Reproduce every one of the rows below word for word, changing nothing.

## Data shown
%%

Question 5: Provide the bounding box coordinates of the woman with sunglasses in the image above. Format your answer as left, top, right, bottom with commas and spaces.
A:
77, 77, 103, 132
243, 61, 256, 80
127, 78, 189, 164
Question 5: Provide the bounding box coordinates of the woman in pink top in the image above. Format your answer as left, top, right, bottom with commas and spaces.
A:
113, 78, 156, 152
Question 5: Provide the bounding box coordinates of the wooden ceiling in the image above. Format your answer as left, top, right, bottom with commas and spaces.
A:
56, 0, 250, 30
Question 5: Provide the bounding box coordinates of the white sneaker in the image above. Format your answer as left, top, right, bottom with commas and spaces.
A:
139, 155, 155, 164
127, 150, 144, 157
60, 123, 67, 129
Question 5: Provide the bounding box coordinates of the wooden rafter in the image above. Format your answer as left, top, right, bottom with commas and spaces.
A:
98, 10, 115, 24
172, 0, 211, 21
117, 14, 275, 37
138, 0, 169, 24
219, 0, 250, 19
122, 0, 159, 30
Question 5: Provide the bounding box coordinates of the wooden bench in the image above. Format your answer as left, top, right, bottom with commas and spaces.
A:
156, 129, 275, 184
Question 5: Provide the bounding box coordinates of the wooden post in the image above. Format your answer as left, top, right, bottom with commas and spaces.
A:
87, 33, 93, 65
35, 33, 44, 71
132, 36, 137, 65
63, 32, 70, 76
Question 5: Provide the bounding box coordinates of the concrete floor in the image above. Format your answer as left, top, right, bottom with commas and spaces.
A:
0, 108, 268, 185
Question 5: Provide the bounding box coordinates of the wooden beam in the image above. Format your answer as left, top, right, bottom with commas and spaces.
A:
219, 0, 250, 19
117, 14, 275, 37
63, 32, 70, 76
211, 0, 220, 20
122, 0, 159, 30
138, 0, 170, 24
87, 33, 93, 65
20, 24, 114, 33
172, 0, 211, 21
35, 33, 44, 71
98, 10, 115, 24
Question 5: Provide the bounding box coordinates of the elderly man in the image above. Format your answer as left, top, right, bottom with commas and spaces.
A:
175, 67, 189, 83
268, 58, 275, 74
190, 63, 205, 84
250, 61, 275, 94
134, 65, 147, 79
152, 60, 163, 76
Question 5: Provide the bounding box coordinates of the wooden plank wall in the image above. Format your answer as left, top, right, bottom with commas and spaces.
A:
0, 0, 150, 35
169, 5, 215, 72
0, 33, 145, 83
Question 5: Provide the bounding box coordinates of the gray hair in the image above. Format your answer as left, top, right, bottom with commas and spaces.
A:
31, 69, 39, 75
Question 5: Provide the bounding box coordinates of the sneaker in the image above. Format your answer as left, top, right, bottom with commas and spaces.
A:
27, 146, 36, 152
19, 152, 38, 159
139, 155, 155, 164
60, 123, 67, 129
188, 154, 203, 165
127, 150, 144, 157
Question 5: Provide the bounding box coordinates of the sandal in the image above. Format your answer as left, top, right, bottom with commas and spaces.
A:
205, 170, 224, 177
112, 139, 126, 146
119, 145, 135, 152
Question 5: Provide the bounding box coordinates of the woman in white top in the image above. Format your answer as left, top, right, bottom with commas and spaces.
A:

%%

## The result
Question 5: Provide the bounding box coordinates of the woman with sunglasses in the image above. Format your answer as left, top, right, bottom with commas and spaces.
A:
77, 77, 103, 132
243, 61, 256, 80
127, 78, 189, 164
Question 5: Provide the bounding box coordinates of the woman in pink top in the image above. Format your answer as left, top, right, bottom with commas and spaces.
A:
113, 78, 156, 152
Question 5: Provide the bounding box coordinates of the wooden ceiling in the image above. Format your answer as left, top, right, bottom with commas and spaces.
A:
56, 0, 250, 30
Question 5: Provide the bounding box coordinates of the white sneaker in the image above. Format your answer as left, top, right, bottom with commas and spaces.
A:
139, 155, 155, 164
127, 150, 144, 157
60, 123, 67, 129
Question 5: Provide the bounding box coordinates of the wooden rafter in the image above. Format your answer as left, top, right, bottom with commas and spaces.
A:
98, 10, 115, 24
172, 0, 211, 21
117, 14, 275, 37
138, 0, 169, 24
219, 0, 250, 19
122, 0, 159, 30
Question 5: Provide the bounding box coordinates of the wooden bench in the image above. Format your answer as left, top, right, bottom with commas and spaces.
A:
156, 129, 275, 184
Question 5: Provide the bounding box coordinates of the wooden post in the image above. Format your answer as left, top, right, bottom with commas and spaces.
A:
87, 33, 93, 65
35, 33, 44, 71
132, 36, 137, 65
63, 32, 70, 76
Question 5: Provide the bounding box coordinates of the concrete floor in the image above. Format your answer as left, top, right, bottom with commas and spaces.
A:
0, 108, 268, 185
Question 5: Provide the bounding box coordinates of the wooden beam in the image above. Format your answer as left, top, right, bottom with commas and spaces.
A:
219, 0, 250, 19
117, 14, 275, 37
63, 32, 70, 76
211, 0, 220, 20
122, 0, 159, 30
138, 0, 170, 24
87, 33, 93, 65
20, 24, 114, 33
172, 0, 211, 21
35, 33, 44, 71
98, 10, 115, 24
Question 5: Provide the bounding box coordinates of the elderly man in the image above. Format your answer as left, top, right, bottom with commas and spaces.
A:
175, 67, 189, 83
268, 58, 275, 74
190, 63, 205, 84
250, 61, 275, 94
134, 65, 147, 79
152, 60, 163, 76
Question 5: Provide the bounding box coordinates of the wooden plank wall in the image above. Format your answer as left, top, right, bottom with commas and spaces.
A:
0, 0, 150, 35
169, 5, 215, 72
0, 33, 145, 83
Question 5: Provide the bounding box coordinates of the gray hair in the image above. Format your answer as left, top, right, bottom with commas and spaces.
A:
31, 69, 39, 75
Question 5: Provide the bounding box coordinates of the sneaker in the image above. Format your answer as left, top, right, bottom with commas and spaces.
A:
27, 146, 36, 152
19, 152, 38, 159
139, 155, 155, 164
60, 123, 67, 129
188, 154, 203, 165
127, 150, 144, 157
Question 5: Provide the bounding box coordinates of the sandal in the image above. Format your answer as left, top, right, bottom with commas and spaces.
A:
205, 170, 224, 177
112, 139, 126, 146
119, 145, 135, 152
Question 5: Provide the bounding box coordinates of the woman in white top in the image above. Format your answer as left, top, right, bottom with commas and spaces.
A:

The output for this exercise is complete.